[Stored data entries]
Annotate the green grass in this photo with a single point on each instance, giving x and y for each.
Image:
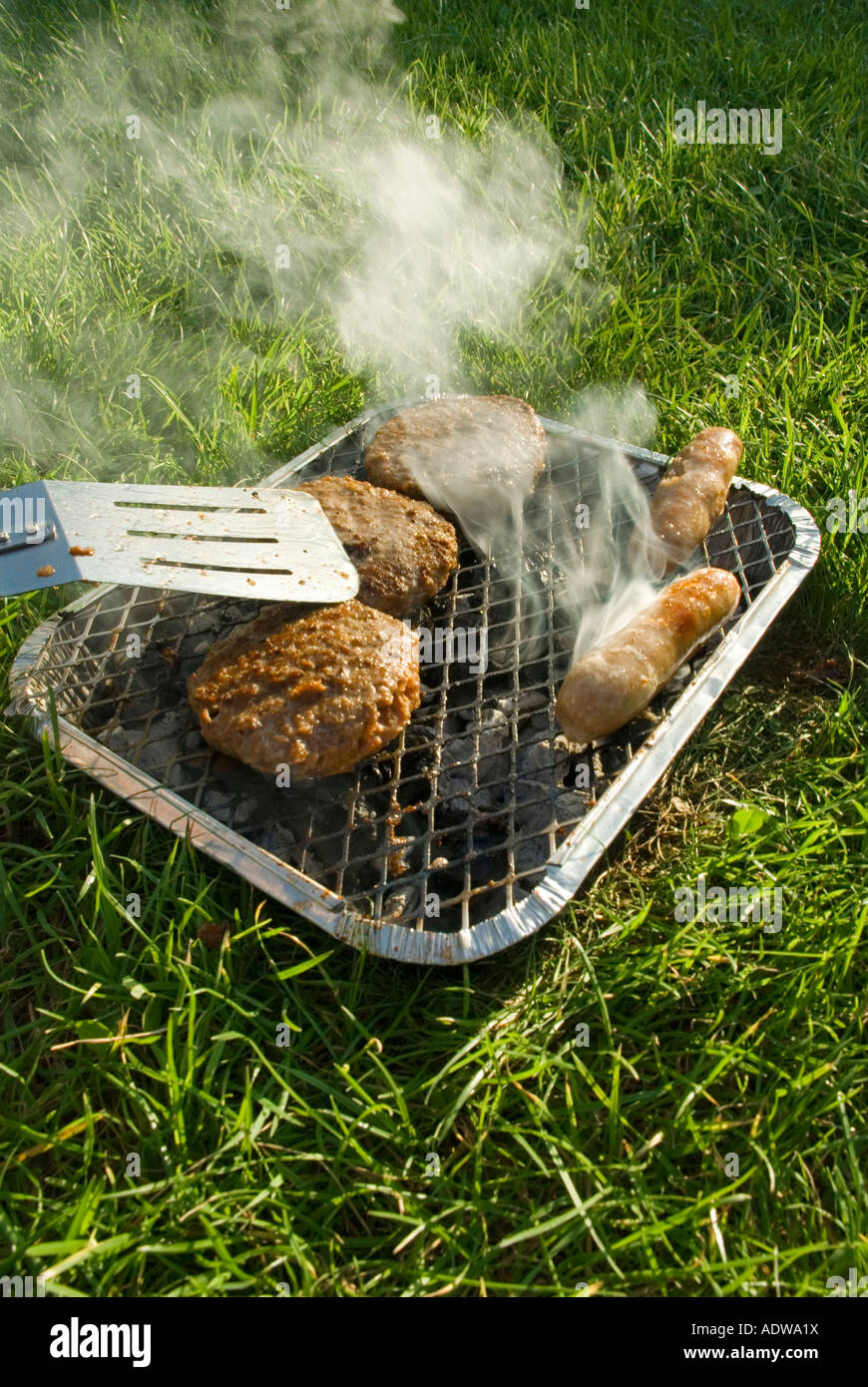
(305, 1165)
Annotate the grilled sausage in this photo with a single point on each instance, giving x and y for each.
(616, 680)
(692, 495)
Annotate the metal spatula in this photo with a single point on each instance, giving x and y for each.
(241, 543)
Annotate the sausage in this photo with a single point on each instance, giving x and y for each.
(616, 680)
(690, 497)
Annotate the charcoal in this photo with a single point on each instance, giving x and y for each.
(279, 841)
(217, 802)
(572, 806)
(156, 756)
(531, 854)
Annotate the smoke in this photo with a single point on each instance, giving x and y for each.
(206, 211)
(192, 198)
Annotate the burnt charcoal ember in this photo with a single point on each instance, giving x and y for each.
(156, 756)
(531, 854)
(572, 806)
(468, 768)
(279, 839)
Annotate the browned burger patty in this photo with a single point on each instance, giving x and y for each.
(402, 550)
(313, 690)
(448, 448)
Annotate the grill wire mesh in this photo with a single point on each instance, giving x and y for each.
(459, 816)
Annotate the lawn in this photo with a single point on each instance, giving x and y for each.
(441, 1132)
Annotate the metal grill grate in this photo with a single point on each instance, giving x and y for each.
(461, 818)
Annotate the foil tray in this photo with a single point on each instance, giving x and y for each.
(477, 824)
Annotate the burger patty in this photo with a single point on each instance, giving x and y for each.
(459, 448)
(315, 690)
(402, 550)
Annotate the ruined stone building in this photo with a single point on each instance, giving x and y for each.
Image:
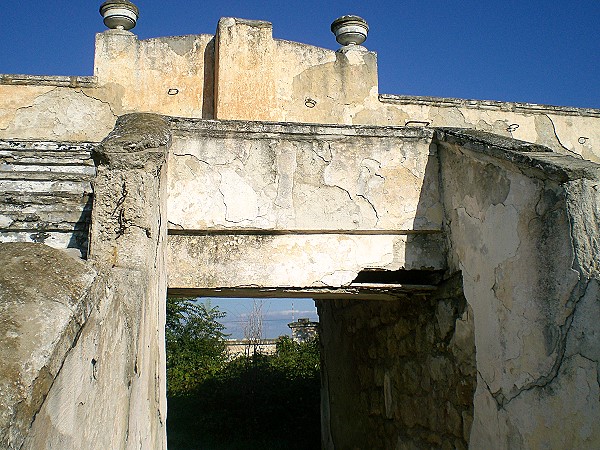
(451, 245)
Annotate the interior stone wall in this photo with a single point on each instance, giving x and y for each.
(95, 377)
(400, 373)
(242, 73)
(523, 231)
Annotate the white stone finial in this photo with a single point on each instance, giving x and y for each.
(350, 30)
(119, 14)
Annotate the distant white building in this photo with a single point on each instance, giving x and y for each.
(303, 330)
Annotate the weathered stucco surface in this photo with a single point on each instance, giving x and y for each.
(524, 233)
(328, 201)
(512, 361)
(243, 73)
(84, 363)
(412, 362)
(46, 193)
(44, 301)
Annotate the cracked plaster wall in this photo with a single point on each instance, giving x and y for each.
(327, 206)
(527, 244)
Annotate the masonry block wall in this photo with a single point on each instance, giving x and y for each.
(398, 373)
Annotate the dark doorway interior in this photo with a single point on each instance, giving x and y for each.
(252, 401)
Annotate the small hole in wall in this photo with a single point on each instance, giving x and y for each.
(310, 103)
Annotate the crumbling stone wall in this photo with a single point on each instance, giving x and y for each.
(523, 231)
(398, 374)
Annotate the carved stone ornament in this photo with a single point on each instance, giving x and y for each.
(119, 14)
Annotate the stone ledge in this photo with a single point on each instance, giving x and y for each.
(44, 302)
(538, 161)
(216, 127)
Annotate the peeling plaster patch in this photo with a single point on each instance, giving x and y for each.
(339, 278)
(241, 202)
(63, 113)
(286, 168)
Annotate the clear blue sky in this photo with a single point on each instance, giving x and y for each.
(276, 314)
(531, 51)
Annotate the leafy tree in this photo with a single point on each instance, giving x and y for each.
(195, 342)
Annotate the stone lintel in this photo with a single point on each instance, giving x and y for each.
(397, 292)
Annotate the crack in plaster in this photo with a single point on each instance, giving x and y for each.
(99, 100)
(321, 157)
(577, 155)
(372, 206)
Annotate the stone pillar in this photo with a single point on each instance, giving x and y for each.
(110, 391)
(244, 70)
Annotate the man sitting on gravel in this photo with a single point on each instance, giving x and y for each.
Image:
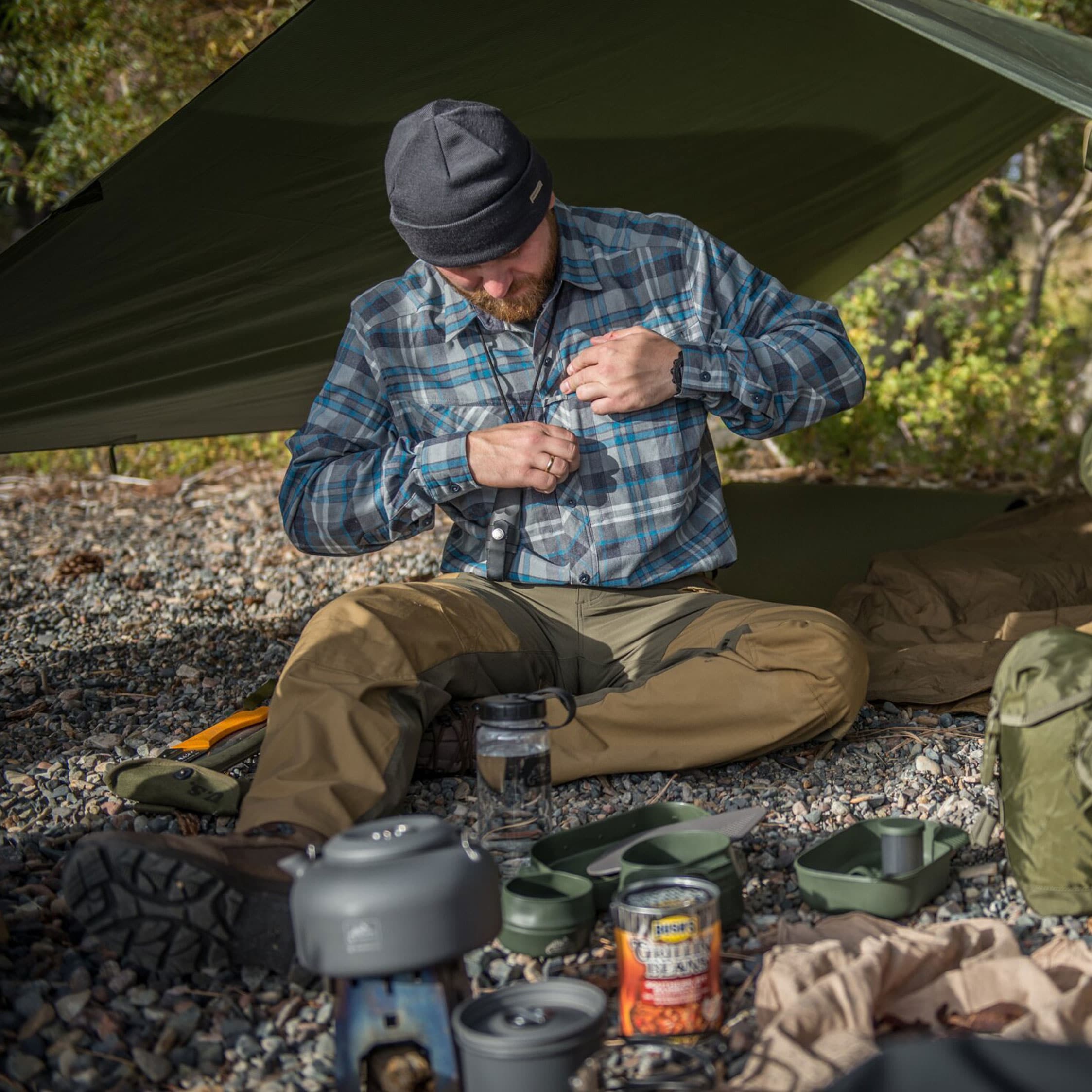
(542, 373)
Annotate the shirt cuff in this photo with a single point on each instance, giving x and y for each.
(445, 469)
(710, 373)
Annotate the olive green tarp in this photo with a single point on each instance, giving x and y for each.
(200, 285)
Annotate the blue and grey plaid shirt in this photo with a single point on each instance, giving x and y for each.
(386, 439)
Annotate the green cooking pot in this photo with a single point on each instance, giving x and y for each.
(546, 913)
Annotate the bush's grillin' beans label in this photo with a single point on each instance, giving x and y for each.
(669, 938)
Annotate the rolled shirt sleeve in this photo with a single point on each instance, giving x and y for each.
(354, 485)
(769, 361)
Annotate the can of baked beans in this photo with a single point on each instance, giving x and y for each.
(668, 932)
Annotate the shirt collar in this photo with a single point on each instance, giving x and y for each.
(576, 267)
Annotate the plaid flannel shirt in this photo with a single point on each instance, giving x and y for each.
(386, 440)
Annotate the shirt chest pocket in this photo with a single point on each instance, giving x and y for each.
(428, 421)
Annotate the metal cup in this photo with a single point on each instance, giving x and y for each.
(902, 846)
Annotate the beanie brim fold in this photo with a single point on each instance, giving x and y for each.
(492, 232)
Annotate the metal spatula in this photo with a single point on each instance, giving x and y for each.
(734, 824)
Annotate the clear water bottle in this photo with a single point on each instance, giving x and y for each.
(514, 772)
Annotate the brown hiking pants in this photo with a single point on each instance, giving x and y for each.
(666, 677)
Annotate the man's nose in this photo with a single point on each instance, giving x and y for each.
(497, 286)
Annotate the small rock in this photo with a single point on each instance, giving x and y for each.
(925, 765)
(44, 1015)
(153, 1066)
(247, 1046)
(28, 1003)
(254, 976)
(23, 1067)
(142, 996)
(104, 741)
(70, 1006)
(982, 870)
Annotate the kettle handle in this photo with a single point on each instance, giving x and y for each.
(564, 697)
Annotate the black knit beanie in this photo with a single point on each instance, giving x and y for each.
(466, 185)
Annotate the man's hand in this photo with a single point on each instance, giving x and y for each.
(527, 456)
(624, 370)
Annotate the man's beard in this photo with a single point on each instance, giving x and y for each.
(525, 298)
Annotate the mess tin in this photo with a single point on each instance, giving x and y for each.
(702, 854)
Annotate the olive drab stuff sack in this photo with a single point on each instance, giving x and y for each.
(1040, 728)
(210, 780)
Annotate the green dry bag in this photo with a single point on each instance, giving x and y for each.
(1040, 727)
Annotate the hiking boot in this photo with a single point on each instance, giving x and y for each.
(183, 904)
(447, 744)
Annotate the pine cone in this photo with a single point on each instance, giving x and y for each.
(79, 565)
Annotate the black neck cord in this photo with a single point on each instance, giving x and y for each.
(538, 370)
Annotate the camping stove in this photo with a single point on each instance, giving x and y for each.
(388, 909)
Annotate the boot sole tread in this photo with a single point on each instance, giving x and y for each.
(167, 914)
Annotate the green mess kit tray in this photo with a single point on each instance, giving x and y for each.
(843, 873)
(572, 851)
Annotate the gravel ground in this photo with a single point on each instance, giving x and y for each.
(131, 615)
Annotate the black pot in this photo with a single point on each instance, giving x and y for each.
(531, 1037)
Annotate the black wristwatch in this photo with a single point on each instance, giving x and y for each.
(677, 373)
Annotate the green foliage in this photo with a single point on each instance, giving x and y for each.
(943, 396)
(82, 81)
(153, 460)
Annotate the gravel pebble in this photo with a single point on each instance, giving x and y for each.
(198, 600)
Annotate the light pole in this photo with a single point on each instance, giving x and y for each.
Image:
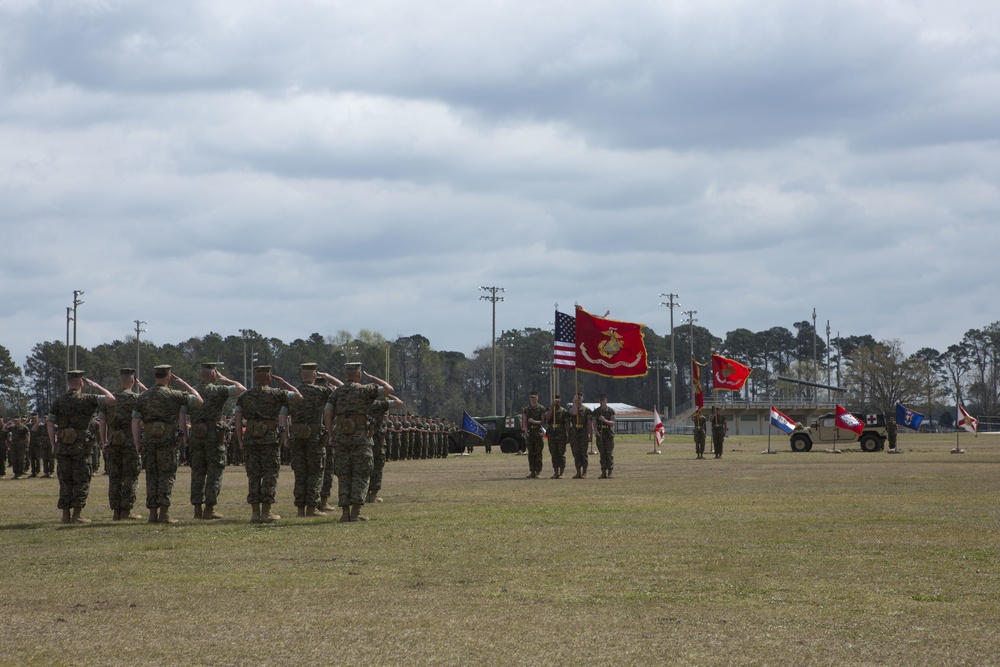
(492, 297)
(671, 303)
(691, 320)
(76, 302)
(138, 330)
(69, 318)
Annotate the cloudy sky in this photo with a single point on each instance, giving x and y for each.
(316, 166)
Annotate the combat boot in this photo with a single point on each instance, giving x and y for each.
(266, 515)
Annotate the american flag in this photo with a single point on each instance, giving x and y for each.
(564, 351)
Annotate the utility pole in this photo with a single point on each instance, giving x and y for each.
(138, 330)
(691, 320)
(76, 302)
(492, 297)
(671, 303)
(815, 377)
(69, 318)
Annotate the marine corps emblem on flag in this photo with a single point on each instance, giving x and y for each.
(609, 347)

→ **Aim of the task**
Format the entries from the line containing "Annotate the utility" through the end of the entries as a JSON list of strings, one string per line, leaving out blank lines.

→ **Solution for this task**
[
  "Annotate the utility pole in this photo with a single point on each instance, giving x and y for each.",
  "(138, 330)",
  "(691, 320)",
  "(76, 302)",
  "(492, 297)",
  "(671, 303)",
  "(815, 377)",
  "(69, 318)",
  "Annotate the marine corps emblem on flag in this photo with a single point on each instance, giving x and y for each.",
  "(609, 347)"
]